== Requisito A ==
Extraia, sem nenhuma alteração, todo o trecho do texto sobre proporção áurea e simetria que vai de "No amplo campo" até "ousadas e energéticas.".
== Requisito B ==
Enumere todos os exemplos da natureza em que, segundo o texto sobre proporção áurea e simetria, essa proporção aparece.
== Requisito C ==
Prossiga com o texto sobre proporção áurea e simetria a partir do ponto em que ele termina.

== Trecho de origem ==
******

Quando FIBONACCI introduziu a PROPORÇÃO ÁUREA em seus estudos, ele destacou um padrão natural fascinante que se traduz em composições visualmente harmoniosas e equilibradas. Tido como a razão irracional associada à estética proporcional. Representada pelo número irracional ϕ, essa proporção divida aparece em exemplos como a disposição das folhas, as sementes de girassol e as conchas. Essa proporção é facilmente identificado em obras de arte e arquitetura, no entanto, ela não foi "inventada" pelo matemático, justamente por se tratar de um fenômeno natural. Ela foi inserida com veemência na literatura, após estudada profundamente por ele em 1202, mas em 300 aC, o matemático grego EUCLIDES já havia documentado formalmente a proporção áurea em seu trabalho. Ambos nos ajudam a refletir sobre a conexão profunda entre matemática e a percepção humana, criando uma harmonia que ressoa em nosso entendimento do mundo até hoje.
Ao longo dos séculos, a simetria foi um princípio central na ARTE, sendo utilizada para evocar harmonia, equilíbrio e ordem. Desde as civilizações antigas até o Renascimento, ela foi associada à proporção divina e à beleza ideal, simbolizando uma crença em uma harmonia universal. Na modernidade e contemporaneidade, ela continua a ser explorada, ora reforçando a sua atemporalidade e estabilidade, ora desafiando convenções, em reflexo às complexidades do mundo atual.
A percepção humana, conforme descrita pela teoria da GESTALT, é naturalmente atraída por formas simétricas, que são vistas como organizadas e equilibradas. Isso facilita o reconhecimento, a interpretação e a memorização de composições, tornando-as agradáveis ao olhar. No entanto, a quebra deliberada da simetria pode gerar tensão visual, destacando elementos específicos e criando um impacto que chama a atenção.
A simetria também desempenha um papel crucial na SEMIÓTICA, onde funciona como um organizador visual que estabiliza a percepção e facilita a interpretação dos signos. Elementos simétricos tendem a ser percebidos como mais ordenados e harmoniosos, reforçando a clareza e a legibilidade das mensagens visuais. Ademais, a simetria carrega significados culturais e simbólicos associados ao equilíbrio e à ordem, que podem ser explorados para comunicar valores ou evocar emoções. Contudo, aqui, a quebra da simetria também pode ser usada para introduzir contrastes e complexidade, enriquecendo a interpretação dos signos no contexto cultural.
No amplo campo do DESIGN, a simetria é utilizada para criar composições visuais equilibradas e atraentes. Além de facilitar a navegação e compreensão, é processada intuitivamente pelo cérebro humano. No entanto, o design moderno também valoriza a assimetria da gestalt e da semiótica, que traz dinamismo e inovação, resultando em composições visuais mais ousadas e energéticas.

******

== Conteúdo dos registros ==
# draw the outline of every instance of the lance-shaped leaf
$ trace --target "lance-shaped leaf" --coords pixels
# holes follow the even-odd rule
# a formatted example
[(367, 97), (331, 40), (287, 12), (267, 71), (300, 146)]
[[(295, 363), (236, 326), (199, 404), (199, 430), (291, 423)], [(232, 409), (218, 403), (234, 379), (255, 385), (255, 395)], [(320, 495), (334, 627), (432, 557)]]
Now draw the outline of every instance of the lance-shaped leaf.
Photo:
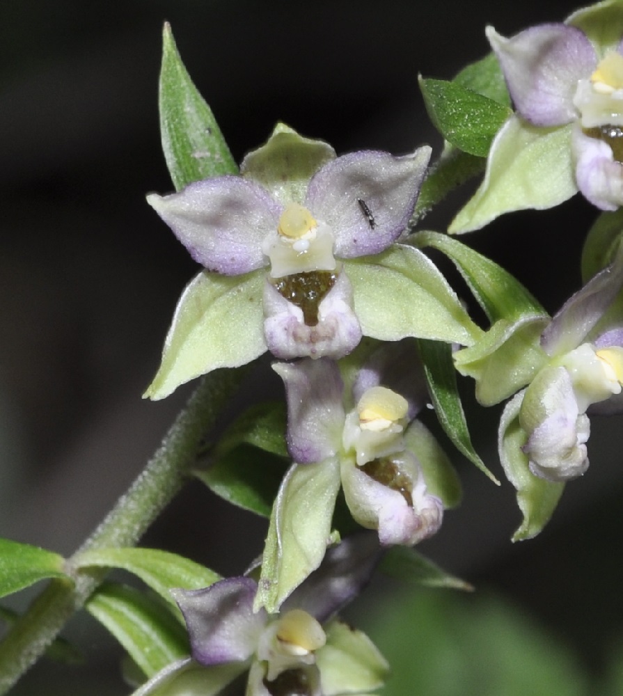
[(445, 279), (418, 249), (395, 244), (374, 257), (352, 259), (344, 265), (365, 335), (471, 345), (482, 335)]
[(182, 63), (168, 24), (163, 32), (159, 105), (162, 149), (178, 191), (194, 181), (237, 173), (210, 106)]
[(446, 572), (411, 546), (393, 546), (381, 562), (380, 569), (387, 575), (427, 587), (468, 592), (474, 589), (468, 583)]
[(255, 447), (242, 445), (193, 473), (228, 503), (269, 517), (290, 461)]
[(163, 606), (133, 587), (107, 583), (86, 605), (151, 677), (188, 654), (186, 631)]
[(446, 80), (420, 78), (431, 120), (444, 139), (470, 155), (486, 157), (510, 109), (478, 92)]
[(269, 614), (318, 566), (331, 541), (331, 525), (340, 490), (335, 457), (318, 464), (294, 464), (273, 506), (255, 609)]
[(368, 693), (383, 686), (389, 665), (365, 633), (337, 619), (325, 632), (326, 642), (316, 654), (324, 696)]
[(0, 597), (48, 578), (61, 578), (72, 582), (65, 572), (64, 565), (65, 559), (54, 551), (0, 539)]
[(542, 210), (570, 198), (578, 190), (571, 136), (571, 125), (539, 128), (511, 116), (491, 145), (482, 183), (448, 232), (471, 232), (503, 213)]
[(535, 537), (551, 517), (565, 489), (563, 483), (553, 483), (535, 476), (528, 468), (522, 448), (528, 436), (519, 425), (519, 409), (525, 390), (507, 404), (500, 419), (498, 449), (507, 478), (517, 491), (517, 503), (523, 521), (515, 532), (514, 541)]
[(237, 367), (266, 350), (262, 270), (231, 277), (203, 271), (180, 298), (154, 381), (143, 395), (164, 399), (217, 367)]
[(420, 340), (419, 345), (429, 392), (441, 427), (459, 452), (499, 485), (499, 481), (485, 466), (471, 443), (457, 388), (451, 347), (436, 341)]
[(74, 557), (72, 563), (77, 568), (123, 568), (173, 606), (176, 605), (170, 592), (172, 588), (199, 590), (221, 579), (205, 566), (157, 548), (93, 548)]

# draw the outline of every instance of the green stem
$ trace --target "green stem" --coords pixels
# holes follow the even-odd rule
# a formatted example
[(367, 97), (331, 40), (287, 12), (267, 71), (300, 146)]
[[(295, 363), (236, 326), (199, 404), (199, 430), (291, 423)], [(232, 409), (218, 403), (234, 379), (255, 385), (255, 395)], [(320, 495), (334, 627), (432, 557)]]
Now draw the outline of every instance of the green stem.
[[(201, 440), (211, 429), (244, 370), (219, 370), (205, 377), (138, 478), (77, 553), (134, 546), (181, 489)], [(71, 571), (72, 560), (67, 562)], [(33, 602), (0, 643), (0, 695), (41, 656), (106, 571), (77, 575), (75, 584), (55, 580)]]

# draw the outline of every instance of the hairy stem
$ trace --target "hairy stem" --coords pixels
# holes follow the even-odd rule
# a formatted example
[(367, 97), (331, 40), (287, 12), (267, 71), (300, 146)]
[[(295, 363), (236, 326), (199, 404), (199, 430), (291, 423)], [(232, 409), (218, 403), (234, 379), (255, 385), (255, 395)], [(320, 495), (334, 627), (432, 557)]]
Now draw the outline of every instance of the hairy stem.
[[(136, 544), (181, 489), (202, 438), (214, 426), (244, 372), (242, 368), (219, 370), (203, 378), (145, 468), (77, 553)], [(71, 572), (71, 559), (67, 567)], [(6, 693), (41, 656), (106, 572), (81, 571), (75, 584), (52, 580), (35, 599), (0, 643), (0, 695)]]

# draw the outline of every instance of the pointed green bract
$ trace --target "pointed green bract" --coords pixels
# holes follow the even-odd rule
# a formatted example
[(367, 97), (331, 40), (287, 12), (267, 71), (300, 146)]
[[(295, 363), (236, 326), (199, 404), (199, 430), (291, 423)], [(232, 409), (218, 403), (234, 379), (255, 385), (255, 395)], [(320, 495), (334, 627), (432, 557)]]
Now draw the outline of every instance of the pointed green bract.
[(532, 539), (539, 534), (549, 521), (565, 489), (565, 484), (539, 478), (528, 468), (528, 457), (521, 449), (528, 436), (519, 425), (523, 394), (520, 392), (506, 404), (498, 434), (500, 459), (507, 478), (517, 491), (517, 504), (523, 515), (512, 537), (514, 541)]
[(163, 399), (217, 367), (236, 367), (266, 351), (262, 269), (245, 276), (203, 271), (178, 302), (160, 368), (145, 397)]
[(243, 445), (193, 473), (217, 496), (243, 509), (269, 517), (290, 461)]
[(512, 113), (457, 82), (420, 77), (420, 89), (428, 115), (444, 139), (478, 157), (487, 157), (496, 134)]
[(445, 508), (456, 507), (461, 502), (461, 481), (433, 434), (420, 420), (413, 420), (404, 432), (404, 442), (420, 462), (428, 492)]
[(537, 128), (512, 116), (491, 145), (484, 179), (448, 232), (479, 230), (503, 213), (553, 207), (577, 192), (571, 124)]
[(193, 84), (164, 25), (160, 72), (162, 150), (177, 191), (194, 181), (238, 171), (208, 105)]
[(0, 539), (0, 597), (48, 578), (72, 582), (64, 571), (64, 564), (65, 559), (54, 551)]
[(123, 568), (174, 606), (177, 605), (170, 592), (173, 588), (200, 590), (221, 579), (209, 568), (157, 548), (93, 548), (76, 556), (72, 564), (77, 568)]
[(240, 173), (261, 184), (284, 205), (302, 204), (311, 177), (335, 157), (335, 150), (324, 141), (303, 138), (278, 123), (268, 141), (245, 157)]
[(119, 641), (147, 677), (188, 654), (182, 624), (133, 587), (104, 583), (86, 608)]
[(494, 53), (489, 53), (480, 61), (466, 65), (452, 81), (505, 106), (510, 106), (510, 95), (504, 74)]
[(278, 611), (284, 599), (324, 557), (340, 490), (336, 459), (294, 464), (273, 506), (255, 609)]
[(418, 249), (401, 244), (344, 267), (365, 335), (407, 336), (471, 345), (482, 334), (445, 279)]
[(427, 587), (468, 592), (474, 589), (465, 580), (447, 573), (412, 546), (392, 546), (381, 561), (380, 569), (387, 575)]
[(474, 450), (457, 388), (452, 348), (436, 341), (419, 341), (428, 390), (441, 427), (455, 447), (475, 464), (494, 483), (499, 481)]
[(316, 653), (323, 696), (364, 694), (383, 686), (389, 665), (365, 633), (338, 619), (325, 632), (326, 643)]

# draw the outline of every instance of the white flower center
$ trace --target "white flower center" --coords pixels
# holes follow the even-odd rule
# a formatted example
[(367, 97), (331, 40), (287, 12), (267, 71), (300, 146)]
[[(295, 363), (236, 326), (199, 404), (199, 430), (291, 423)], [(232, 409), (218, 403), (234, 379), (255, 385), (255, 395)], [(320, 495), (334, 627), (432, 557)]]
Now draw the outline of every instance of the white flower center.
[(590, 79), (579, 80), (574, 104), (583, 128), (623, 126), (623, 56), (610, 51)]

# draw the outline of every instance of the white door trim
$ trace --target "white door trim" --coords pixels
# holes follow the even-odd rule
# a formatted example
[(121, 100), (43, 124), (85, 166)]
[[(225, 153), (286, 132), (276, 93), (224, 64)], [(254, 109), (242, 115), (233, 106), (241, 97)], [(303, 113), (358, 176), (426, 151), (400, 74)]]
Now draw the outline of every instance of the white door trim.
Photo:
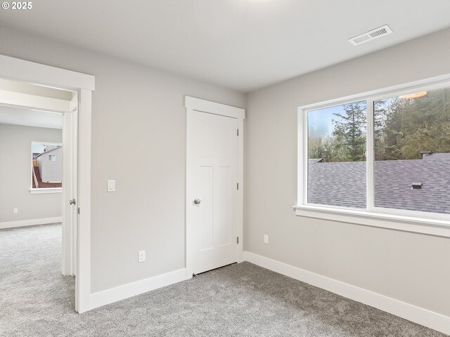
[(189, 129), (192, 128), (193, 121), (190, 118), (189, 112), (199, 111), (209, 114), (218, 114), (228, 117), (236, 118), (238, 120), (238, 128), (239, 130), (239, 137), (238, 138), (238, 182), (239, 190), (238, 191), (238, 235), (239, 237), (239, 244), (238, 244), (238, 263), (243, 262), (243, 200), (244, 200), (244, 130), (243, 122), (245, 119), (245, 110), (239, 107), (231, 107), (221, 103), (216, 103), (209, 100), (195, 98), (191, 96), (185, 96), (185, 107), (186, 110), (186, 278), (192, 277), (193, 273), (193, 228), (190, 223), (190, 211), (192, 208), (191, 198), (188, 198), (188, 192), (191, 188), (192, 183), (189, 181), (189, 177), (192, 176), (190, 172), (191, 163), (189, 160), (192, 158), (191, 153), (193, 145), (191, 140), (189, 139)]
[(91, 114), (95, 77), (91, 75), (0, 55), (0, 77), (78, 93), (77, 271), (75, 310), (91, 309)]

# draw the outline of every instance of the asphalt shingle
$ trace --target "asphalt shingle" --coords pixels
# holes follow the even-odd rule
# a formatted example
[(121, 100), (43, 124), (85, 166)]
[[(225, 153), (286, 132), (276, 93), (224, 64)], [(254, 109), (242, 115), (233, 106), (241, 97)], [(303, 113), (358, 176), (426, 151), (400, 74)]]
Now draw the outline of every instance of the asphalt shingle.
[[(450, 213), (450, 154), (375, 163), (375, 206)], [(309, 161), (308, 203), (366, 208), (366, 162)], [(423, 184), (413, 189), (413, 183)]]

******

== Resultado esperado A ==
No amplo campo do DESIGN, a simetria é utilizada para criar composições visuais equilibradas e atraentes. Além de facilitar a navegação e compreensão, é processada intuitivamente pelo cérebro humano. No entanto, o design moderno também valoriza a assimetria da gestalt e da semiótica, que traz dinamismo e inovação, resultando em composições visuais mais ousadas e energéticas.

== Resultado esperado B ==
- A disposição das folhas
- As sementes de girassol
- As conchas

== Resultado esperado C ==
Na FOTOGRAFIA, a simetria é uma técnica poderosa para criar composições equilibradas e visualmente harmoniosas, onde os elementos são organizados de modo que ambos os lados do quadro reflitam um equilíbrio visual, usando a simetria bilateral ou na simetria radial, tal como na natureza. Fotógrafos como Andreas Gursky, com suas paisagens urbanas de grande escala, e Fan Ho, conhecido por suas cenas geométricas de Hong Kong, utilizam a simetria para atrair o olhar do espectador e destacar o sujeito central, criando uma sensação de ordem e perfeição. Michael Kenna aplica a simetria para evocar tranquilidade em suas paisagens minimalistas, enquanto Gregory Crewdson e Henri Cartier-Bresson usam essa técnica para reforçar o equilíbrio visual em suas narrativas fotográficas. Além de sua estética agradável, a simetria pode transmitir mensagens profundas, como equilíbrio ou paz. Mesmo quando há quebra intencional da simetria, ainda faz-se uso dela, usando isso criativamente para adicionar dinamismo e tensão à imagem.
Já na VIDEOGRAFIA, a simetria é uma técnica poderosa que contribui significativamente para o impacto emocional e narrativo de uma produção. Ao direcionar a atenção para elementos centrais da cena, cria-se uma sensação de ordem, estabilidade e harmonia. O uso das mesmas técnicas de composição são eficazes para centralizar personagens, objetos ou criar composições dinâmicas. Videógrafos que dominam essa técnica conseguem estabelecer uma identidade visual forte e coerente, e muitos fazem questão de isso não passe despercebido, mas que enriqueça a experiência do espectador, tornando a narrativa mais envolvente.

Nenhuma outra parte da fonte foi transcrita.